• Deine Aufgabe
Entnimm dem Urteil zu den Unterkunftskosten unten die Stelle, die mit den Worten um „1. Die vom Jobcenter“ anfängt und mit „beträgt 85 qm.“ aufhört, und schreib sie Wort für Wort ab.

• Vorliegender Text
========================================
Entscheidungsstichwort (Thema)

Arbeitslosengeld II. Angemessenheit der Unterkunfts- und Heizkosten. Vierpersonenhaushalt in Niedersachsen. Wohnflächengrenze. Nichtvorliegen eines schlüssigen Konzepts. Heranziehung der Wohngeldtabelle und des bundesweiten Heizspiegels

 

Leitsatz (amtlich)

1. Die vom Jobcenter Heidekreis allein aus Zeitungsannoncen ohne weitere qualitative Unterscheidung der Mietdaten gesammelten Mietpreise und die daraus ermittelte Kappungsgrenze von 33 % stellen kein schlüssiges Konzept zur Festsetzung einer angemessenen Mietobergrenze iS des § 22 SGB 2 dar.

2. Beim Berechnungsportal Heikos 2.0 handelt es sich nicht um eine durch den örtlichen Grundsicherungsträger in seinem Zuständigkeitsbereich durchgeführte differenzierte Ermittlung von angemessenen Heizkosten.

 

Orientierungssatz

Die angemessene Wohnflächengrenze iS des § 22 Abs 1 S 1 SGB 2 für einen Vierpersonenhaushalt in Niedersachsen beträgt 85 qm.

 

Tenor

Das Urteil des SG Lüneburg vom 5. Juli 2011 wird unter Zurückweisung der Berufung der Beklagten geändert und der Tenor klarstellend wie folgt neu gefasst:

Der Bescheid des Beklagten vom 13. Mai 2009 in Gestalt des Widerspruchsbescheides vom 7. Oktober 2009 wird aufgehoben und der Beklagte verpflichtet, den Bescheid vom 28. September 2011 zu ändern und den Klägern weitere Kosten für Unterkunft und Heizung für den Zeitraum 1. März 2009 bis 30. Juni 2009 in Höhe von monatlich 33,98 € und für den Zeitraum 1. Juli 2009 bis 31. August 2009 in Höhe von monatlich 33,50 € zu bewilligen.
========================================
[Ein paar Zeilen]
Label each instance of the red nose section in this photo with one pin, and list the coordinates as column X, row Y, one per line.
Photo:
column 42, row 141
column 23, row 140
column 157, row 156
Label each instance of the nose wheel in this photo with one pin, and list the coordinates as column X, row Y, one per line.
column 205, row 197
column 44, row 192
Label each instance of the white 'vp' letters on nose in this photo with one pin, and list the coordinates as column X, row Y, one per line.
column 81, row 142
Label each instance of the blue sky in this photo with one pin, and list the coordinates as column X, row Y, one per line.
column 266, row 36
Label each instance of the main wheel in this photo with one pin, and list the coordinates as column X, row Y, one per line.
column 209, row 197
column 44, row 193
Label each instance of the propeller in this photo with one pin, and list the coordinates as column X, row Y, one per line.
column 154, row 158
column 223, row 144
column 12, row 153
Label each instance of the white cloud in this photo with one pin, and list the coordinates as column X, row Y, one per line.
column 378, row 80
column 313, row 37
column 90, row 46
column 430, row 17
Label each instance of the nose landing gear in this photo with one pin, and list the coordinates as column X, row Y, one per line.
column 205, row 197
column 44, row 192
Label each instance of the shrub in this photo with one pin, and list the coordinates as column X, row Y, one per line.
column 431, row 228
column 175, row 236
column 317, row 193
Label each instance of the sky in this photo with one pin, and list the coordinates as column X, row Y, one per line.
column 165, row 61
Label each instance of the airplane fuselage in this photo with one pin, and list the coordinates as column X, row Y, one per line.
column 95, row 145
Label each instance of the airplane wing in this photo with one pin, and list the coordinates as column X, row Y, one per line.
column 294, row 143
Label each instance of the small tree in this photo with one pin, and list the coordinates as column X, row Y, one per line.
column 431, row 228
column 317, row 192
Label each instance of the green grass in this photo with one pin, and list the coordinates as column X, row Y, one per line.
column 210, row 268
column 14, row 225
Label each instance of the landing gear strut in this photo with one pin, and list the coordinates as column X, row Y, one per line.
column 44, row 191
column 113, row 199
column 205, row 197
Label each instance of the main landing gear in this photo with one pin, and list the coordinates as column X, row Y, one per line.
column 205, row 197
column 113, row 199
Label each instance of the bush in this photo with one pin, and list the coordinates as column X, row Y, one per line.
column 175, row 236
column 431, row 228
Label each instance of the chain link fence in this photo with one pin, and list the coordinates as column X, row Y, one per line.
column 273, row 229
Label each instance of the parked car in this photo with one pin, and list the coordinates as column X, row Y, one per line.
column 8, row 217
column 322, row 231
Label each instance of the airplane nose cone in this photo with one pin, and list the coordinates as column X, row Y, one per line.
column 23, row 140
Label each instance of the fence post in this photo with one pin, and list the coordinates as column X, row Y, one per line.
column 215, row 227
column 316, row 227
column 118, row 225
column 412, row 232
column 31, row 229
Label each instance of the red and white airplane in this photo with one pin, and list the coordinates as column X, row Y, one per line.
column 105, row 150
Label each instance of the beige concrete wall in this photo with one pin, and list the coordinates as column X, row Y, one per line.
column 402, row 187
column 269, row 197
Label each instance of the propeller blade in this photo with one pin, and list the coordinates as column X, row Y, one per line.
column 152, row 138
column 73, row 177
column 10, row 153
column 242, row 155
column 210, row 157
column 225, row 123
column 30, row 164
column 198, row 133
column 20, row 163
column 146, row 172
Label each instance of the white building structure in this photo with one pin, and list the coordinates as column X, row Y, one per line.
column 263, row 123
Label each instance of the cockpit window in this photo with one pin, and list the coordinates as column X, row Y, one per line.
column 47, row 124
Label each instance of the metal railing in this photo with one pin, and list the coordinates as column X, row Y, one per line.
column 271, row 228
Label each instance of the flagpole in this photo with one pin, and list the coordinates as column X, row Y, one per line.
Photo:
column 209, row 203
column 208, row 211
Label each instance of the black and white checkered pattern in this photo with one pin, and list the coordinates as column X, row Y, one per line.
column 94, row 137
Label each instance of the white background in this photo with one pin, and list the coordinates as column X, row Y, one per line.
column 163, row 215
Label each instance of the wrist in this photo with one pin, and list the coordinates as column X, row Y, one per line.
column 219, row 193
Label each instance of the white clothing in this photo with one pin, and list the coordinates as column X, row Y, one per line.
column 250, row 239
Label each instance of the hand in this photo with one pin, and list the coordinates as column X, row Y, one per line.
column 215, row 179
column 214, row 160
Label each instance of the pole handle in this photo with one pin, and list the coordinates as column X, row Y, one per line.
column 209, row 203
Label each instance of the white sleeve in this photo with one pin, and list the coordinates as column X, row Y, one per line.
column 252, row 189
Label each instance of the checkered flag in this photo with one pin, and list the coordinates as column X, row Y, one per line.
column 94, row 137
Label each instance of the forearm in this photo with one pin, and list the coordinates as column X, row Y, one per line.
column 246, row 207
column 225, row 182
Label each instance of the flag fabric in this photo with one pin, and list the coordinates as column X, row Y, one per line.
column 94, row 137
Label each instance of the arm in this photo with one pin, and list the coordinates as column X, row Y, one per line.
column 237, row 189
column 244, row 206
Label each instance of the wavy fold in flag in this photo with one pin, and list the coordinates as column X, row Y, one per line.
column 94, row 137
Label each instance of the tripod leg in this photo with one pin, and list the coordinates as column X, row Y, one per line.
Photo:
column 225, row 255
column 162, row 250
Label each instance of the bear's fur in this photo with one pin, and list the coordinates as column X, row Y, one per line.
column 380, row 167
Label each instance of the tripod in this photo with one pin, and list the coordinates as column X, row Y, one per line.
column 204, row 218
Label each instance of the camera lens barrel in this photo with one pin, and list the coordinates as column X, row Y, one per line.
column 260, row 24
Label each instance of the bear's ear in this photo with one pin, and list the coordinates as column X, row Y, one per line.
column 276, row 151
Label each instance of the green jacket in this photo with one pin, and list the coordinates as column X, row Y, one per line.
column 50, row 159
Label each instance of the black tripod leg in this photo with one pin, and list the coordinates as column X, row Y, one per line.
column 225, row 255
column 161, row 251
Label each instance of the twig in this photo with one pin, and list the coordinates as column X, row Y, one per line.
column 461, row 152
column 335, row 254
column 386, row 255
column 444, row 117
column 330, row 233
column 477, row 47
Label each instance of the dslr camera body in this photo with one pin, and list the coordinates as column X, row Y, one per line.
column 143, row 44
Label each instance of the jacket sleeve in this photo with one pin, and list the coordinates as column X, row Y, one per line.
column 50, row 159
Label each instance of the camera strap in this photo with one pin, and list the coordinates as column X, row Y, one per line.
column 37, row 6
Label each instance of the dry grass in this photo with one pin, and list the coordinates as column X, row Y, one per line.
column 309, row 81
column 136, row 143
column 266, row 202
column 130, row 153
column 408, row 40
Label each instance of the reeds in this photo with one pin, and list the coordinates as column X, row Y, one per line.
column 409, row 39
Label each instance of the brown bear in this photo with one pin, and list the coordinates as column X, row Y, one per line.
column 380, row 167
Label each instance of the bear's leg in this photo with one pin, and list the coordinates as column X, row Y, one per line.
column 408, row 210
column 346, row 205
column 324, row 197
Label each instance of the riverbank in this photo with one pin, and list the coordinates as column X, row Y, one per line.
========================================
• Dein Ergebnis
1. Die vom Jobcenter Heidekreis allein aus Zeitungsannoncen ohne weitere qualitative Unterscheidung der Mietdaten gesammelten Mietpreise und die daraus ermittelte Kappungsgrenze von 33 % stellen kein schlüssiges Konzept zur Festsetzung einer angemessenen Mietobergrenze iS des § 22 SGB 2 dar.

2. Beim Berechnungsportal Heikos 2.0 handelt es sich nicht um eine durch den örtlichen Grundsicherungsträger in seinem Zuständigkeitsbereich durchgeführte differenzierte Ermittlung von angemessenen Heizkosten.

 

Orientierungssatz

Die angemessene Wohnflächengrenze iS des § 22 Abs 1 S 1 SGB 2 für einen Vierpersonenhaushalt in Niedersachsen beträgt 85 qm.